Stored data entries:
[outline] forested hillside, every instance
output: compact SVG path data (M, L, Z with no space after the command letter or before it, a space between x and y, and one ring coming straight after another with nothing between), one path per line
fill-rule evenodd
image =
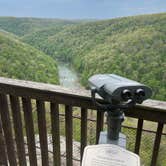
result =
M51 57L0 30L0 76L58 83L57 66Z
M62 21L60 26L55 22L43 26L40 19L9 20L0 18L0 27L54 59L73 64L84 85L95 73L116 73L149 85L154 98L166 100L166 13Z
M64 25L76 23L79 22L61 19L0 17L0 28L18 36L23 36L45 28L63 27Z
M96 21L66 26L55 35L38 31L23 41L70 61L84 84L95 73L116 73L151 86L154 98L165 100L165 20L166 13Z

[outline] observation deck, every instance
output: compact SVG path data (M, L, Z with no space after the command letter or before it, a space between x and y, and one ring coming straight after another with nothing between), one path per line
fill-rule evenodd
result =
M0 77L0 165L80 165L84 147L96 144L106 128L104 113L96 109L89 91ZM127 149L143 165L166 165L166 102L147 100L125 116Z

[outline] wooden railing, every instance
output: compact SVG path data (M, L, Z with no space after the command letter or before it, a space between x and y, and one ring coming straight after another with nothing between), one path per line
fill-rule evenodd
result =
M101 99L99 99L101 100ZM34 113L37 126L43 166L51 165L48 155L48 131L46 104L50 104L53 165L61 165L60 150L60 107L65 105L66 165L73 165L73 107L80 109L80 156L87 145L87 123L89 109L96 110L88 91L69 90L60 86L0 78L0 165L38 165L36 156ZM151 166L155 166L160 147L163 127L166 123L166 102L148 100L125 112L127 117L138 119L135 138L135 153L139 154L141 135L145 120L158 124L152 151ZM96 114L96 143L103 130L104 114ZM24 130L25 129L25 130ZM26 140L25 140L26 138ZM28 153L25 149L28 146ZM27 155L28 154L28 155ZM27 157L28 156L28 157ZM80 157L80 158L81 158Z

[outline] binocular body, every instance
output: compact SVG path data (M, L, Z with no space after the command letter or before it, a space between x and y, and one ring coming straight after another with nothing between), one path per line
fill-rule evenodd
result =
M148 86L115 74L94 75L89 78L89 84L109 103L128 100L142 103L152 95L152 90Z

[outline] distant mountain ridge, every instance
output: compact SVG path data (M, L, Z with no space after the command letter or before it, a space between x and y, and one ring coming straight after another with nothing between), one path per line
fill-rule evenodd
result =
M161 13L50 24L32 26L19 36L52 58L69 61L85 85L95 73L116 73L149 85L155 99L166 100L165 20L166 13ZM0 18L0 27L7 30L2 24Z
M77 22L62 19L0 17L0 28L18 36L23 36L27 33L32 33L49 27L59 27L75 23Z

...

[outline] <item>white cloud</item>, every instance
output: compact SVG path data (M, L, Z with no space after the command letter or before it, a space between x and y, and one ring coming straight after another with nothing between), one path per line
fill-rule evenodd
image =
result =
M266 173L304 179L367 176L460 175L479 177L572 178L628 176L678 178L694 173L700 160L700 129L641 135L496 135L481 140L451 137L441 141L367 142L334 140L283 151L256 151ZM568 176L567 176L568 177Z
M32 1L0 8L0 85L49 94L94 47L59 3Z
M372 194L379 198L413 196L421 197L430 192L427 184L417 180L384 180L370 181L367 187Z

_Work to be completed_: In the records above, find the line with "[outline] forested hillside, every instance". Print exactly from there through the line with "[outline] observation deck, every instance", minus the pictures.

_Answer_:
[outline] forested hillside, every instance
output: compact SVG path data (M, L, Z with no space after the command letter or before it, a space between x and y, and one ring coming straight after another with nothing between), one path per line
fill-rule evenodd
image =
result =
M51 57L0 30L0 76L58 83L57 66Z
M62 21L60 26L55 22L43 26L40 19L9 20L0 18L0 27L54 59L73 64L84 85L95 73L116 73L149 85L154 98L166 100L166 13Z
M64 25L76 23L79 22L61 19L0 17L0 28L18 36L23 36L45 28L63 27Z
M96 21L66 26L55 35L38 31L23 41L70 61L84 84L95 73L116 73L151 86L154 98L165 100L165 20L166 13Z

[outline] observation deck, every instance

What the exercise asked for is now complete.